[Collected data entries]
---+---
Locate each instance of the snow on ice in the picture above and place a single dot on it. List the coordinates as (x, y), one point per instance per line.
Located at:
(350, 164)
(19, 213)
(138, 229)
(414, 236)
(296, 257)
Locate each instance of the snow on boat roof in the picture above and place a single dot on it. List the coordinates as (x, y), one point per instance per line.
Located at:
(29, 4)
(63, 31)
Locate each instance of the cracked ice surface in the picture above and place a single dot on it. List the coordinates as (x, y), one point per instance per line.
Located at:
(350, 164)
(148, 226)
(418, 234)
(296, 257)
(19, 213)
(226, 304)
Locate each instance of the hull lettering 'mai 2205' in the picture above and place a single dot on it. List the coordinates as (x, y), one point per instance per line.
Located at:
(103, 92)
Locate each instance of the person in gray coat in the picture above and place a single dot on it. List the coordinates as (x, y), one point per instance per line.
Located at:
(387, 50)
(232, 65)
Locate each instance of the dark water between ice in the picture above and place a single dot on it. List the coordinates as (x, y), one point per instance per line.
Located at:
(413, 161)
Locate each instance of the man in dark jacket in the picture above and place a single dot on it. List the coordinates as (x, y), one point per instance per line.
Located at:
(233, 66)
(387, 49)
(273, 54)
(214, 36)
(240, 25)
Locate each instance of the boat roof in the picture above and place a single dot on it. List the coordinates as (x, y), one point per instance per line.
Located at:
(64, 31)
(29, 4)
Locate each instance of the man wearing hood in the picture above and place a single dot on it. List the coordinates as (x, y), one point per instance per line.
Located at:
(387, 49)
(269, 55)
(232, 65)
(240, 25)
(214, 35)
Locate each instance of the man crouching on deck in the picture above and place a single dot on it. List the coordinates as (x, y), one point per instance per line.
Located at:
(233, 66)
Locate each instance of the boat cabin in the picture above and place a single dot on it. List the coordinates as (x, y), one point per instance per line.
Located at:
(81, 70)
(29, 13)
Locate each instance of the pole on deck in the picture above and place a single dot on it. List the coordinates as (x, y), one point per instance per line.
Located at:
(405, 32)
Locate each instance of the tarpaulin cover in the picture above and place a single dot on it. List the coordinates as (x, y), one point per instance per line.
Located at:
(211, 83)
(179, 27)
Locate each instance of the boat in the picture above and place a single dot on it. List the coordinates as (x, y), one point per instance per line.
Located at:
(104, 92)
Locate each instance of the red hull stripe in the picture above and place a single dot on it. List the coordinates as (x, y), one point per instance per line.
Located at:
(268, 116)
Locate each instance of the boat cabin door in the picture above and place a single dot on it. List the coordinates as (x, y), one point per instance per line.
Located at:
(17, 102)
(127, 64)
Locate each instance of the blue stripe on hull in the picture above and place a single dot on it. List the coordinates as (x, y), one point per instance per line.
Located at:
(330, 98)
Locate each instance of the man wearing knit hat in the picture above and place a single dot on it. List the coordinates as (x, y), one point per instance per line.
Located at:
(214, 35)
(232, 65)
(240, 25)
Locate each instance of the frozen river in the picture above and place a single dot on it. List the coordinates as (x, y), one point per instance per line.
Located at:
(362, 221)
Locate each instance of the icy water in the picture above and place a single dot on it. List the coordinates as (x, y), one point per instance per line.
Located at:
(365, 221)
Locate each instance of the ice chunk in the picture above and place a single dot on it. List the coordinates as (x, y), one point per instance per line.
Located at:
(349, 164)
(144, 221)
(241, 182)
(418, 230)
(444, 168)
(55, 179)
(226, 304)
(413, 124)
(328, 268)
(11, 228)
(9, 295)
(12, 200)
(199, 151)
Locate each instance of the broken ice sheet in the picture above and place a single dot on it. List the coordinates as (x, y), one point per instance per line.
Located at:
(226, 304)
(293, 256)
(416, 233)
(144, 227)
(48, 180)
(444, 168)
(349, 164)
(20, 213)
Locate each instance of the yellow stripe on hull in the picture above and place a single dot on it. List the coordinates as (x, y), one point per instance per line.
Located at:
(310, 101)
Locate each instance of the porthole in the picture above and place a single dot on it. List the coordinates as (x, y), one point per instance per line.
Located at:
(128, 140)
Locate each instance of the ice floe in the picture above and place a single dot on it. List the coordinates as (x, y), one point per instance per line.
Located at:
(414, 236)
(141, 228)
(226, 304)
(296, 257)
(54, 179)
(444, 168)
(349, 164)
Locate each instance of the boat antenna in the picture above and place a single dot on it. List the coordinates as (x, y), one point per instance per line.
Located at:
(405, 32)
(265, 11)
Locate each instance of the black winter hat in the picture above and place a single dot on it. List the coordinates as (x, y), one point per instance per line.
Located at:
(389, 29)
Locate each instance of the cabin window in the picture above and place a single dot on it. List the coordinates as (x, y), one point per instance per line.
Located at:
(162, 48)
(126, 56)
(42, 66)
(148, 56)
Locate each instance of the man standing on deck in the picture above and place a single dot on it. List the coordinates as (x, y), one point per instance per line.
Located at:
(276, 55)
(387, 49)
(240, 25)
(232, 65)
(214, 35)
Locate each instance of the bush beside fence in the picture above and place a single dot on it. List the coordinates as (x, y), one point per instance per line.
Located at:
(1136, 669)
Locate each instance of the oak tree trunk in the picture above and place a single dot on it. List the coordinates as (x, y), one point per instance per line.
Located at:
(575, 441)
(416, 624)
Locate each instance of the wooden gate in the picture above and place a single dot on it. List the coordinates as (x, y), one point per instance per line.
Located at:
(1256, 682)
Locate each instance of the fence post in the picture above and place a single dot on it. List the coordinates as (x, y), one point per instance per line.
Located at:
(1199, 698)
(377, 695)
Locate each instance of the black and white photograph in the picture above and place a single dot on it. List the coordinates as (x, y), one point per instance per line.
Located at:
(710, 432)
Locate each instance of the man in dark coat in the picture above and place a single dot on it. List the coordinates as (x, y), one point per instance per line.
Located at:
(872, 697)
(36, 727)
---+---
● Directive: Reproduce every line of the material above without any alteration.

● Response to this task:
Locate each instance of the snow on ice in the picture above and place a single dot on it. List the coordinates as (x, y), one point per instance per line.
Located at:
(350, 164)
(19, 213)
(138, 229)
(414, 236)
(296, 257)
Locate each instance of the snow on boat roof in the picture above and place a single dot on it. List the coordinates as (x, y), one point per instance per line.
Located at:
(29, 4)
(63, 31)
Locate each instance of the cracked ice surface in the picture above and place a single dot on it. List the coordinates as (x, y), one point per instance per line.
Located at:
(350, 164)
(148, 226)
(418, 234)
(296, 257)
(19, 213)
(226, 304)
Locate each instance of the hull lettering 'mai 2205' in the picture above and place a single dot on it. List the coordinates as (x, y), one point per instance per line.
Located at:
(103, 92)
Locate each instance of the person in gray coat in the picture above and place a single dot on it. List the coordinates as (x, y), one point per instance per line.
Located at:
(387, 50)
(232, 65)
Locate each instance of the dark water between ice in the picture above and place a single dot on it. List the coordinates as (x, y), one point per instance per line.
Located at:
(413, 161)
Locate each instance of the man in dark jacket in the picture above and place a single dot on it. List the coordinates as (x, y), one point per instance per line.
Located at:
(233, 66)
(387, 49)
(273, 54)
(214, 36)
(240, 25)
Locate each instance of the boat roof in the picture above and place a single dot on it. List the coordinates as (x, y), one point per instance per line.
Located at:
(64, 31)
(29, 4)
Locate each instance of the man wearing hood in the picture above and place a single dot on it. List the coordinates as (x, y), one point per instance per line.
Located at:
(387, 49)
(269, 55)
(232, 65)
(240, 25)
(214, 35)
Locate each instance of the man crouching on deck in the picture above and place a single dot on it. List the coordinates as (x, y), one point per instance per line.
Located at:
(233, 66)
Locate each instance of the boat cabin in the picture above and place a single dot on it. List the coordinates as (x, y), one point per instance per line.
Located at:
(81, 70)
(29, 13)
Locate each instance of the pole on deck in the picture above and place a single dot on it. List the coordinates as (x, y), one point per instance per line.
Located at:
(405, 32)
Locate each instance of the tarpaulin cover in the picture above and place a single dot on it. List the coordinates as (x, y), one point per instance per line.
Located at:
(211, 83)
(179, 27)
Locate each instance of the boat in the picture above and place a single dot on it. List the coordinates as (x, y), one point per instance per line.
Located at:
(104, 92)
Locate each instance of the red hull stripe in the picture above and place a single dot on it. List the coordinates as (x, y), one point per instance per line.
Located at:
(268, 116)
Locate each instance of the boat cabin door in the picture above and place a single dot on it. List the coordinates as (x, y), one point per instance per line.
Located at:
(17, 102)
(127, 64)
Locate each instance of the blue stripe on hull in the picture above and place a single dot on it. List the coordinates as (x, y), one point per instance per line.
Located at:
(330, 98)
Locate each instance of the man wearing knit hat in the picture above and place a single dot on it. List the coordinates as (x, y), one point per instance per line.
Located at:
(214, 35)
(232, 65)
(240, 25)
Locate each instance of the frozen river in the picture above and place a single dot on it. List the coordinates as (x, y), one point per instance per line.
Located at:
(362, 221)
Locate each instance of the icy water in the picture above and place a single dot on it. List the coordinates as (x, y), one point per instance per line.
Located at:
(365, 221)
Locate each instance of the ice chunk in the picture above and place a single dot on it. List the coordinates as (x, y), one point per instance per line.
Located at:
(349, 164)
(144, 221)
(241, 182)
(418, 230)
(444, 168)
(55, 179)
(226, 304)
(413, 124)
(328, 268)
(11, 228)
(9, 295)
(12, 200)
(199, 151)
Locate each instance of the broken ice sheet in the picture above and place a single dot on it. List the coordinates as (x, y), one point per instance per line.
Located at:
(226, 304)
(293, 256)
(416, 233)
(144, 227)
(48, 180)
(444, 168)
(349, 164)
(20, 213)
Locate each instance of the yellow stripe on hull in the picture above and place a single dot on it. List the coordinates as (x, y), one point per instance per line.
Located at:
(310, 101)
Locate each instance of the porthole in the picture above and place a single dot on it. List the coordinates as (x, y), one point per instance per line.
Located at:
(128, 140)
Locate each instance of the ice floe in the picture above and place a single dot on it. List the coordinates as (x, y), one point per instance per line.
Located at:
(414, 236)
(141, 228)
(226, 304)
(296, 257)
(54, 179)
(444, 168)
(349, 164)
Locate each instance of the boat antenna in the picture above and place a single dot on it. List the coordinates as (x, y), one point per instance per line.
Located at:
(405, 32)
(265, 11)
Locate each instance of the black winter hat in the picture above and place a single dot on it. List the coordinates as (x, y), one point per instance per line.
Located at:
(389, 29)
Locate each instance of the cabin window in the picture above and place a single dot on it. List the coordinates as (x, y), one point per instance per line.
Located at:
(162, 48)
(126, 56)
(42, 66)
(148, 56)
Locate each instance of the man standing on deck in the picture above and place a single dot on it. List the coordinates as (x, y), one point per instance per line.
Located at:
(276, 55)
(387, 49)
(240, 25)
(232, 65)
(214, 35)
Locate each instance of the bush beside fence in the picture above and place a single dot on it. List the coordinates as (x, y), one point per instance per line.
Located at:
(1136, 669)
Locate each instance of the oak tree trunk in the picture above and place a single dot on it. List the coordinates as (x, y), one point per instance per line.
Located at:
(575, 441)
(416, 624)
Locate each instance of the wooden gate in the picture above and place a single dot on it. List the coordinates as (x, y), one point per instance per line.
Located at:
(1256, 682)
Locate each instance of the fence post in the picture above and place a single dot on it. List the coordinates as (x, y), one point per instance per line.
Located at:
(1199, 698)
(377, 695)
Locate each instance of the black and white photograph in the picture above and place a single dot on it. List the coordinates as (x, y), one point per instance per line.
Located at:
(710, 432)
Locate each instance of the man in dark coat in the picture above and place a single dot on it. List the coordinates as (x, y), one point per instance per line.
Located at:
(872, 697)
(36, 727)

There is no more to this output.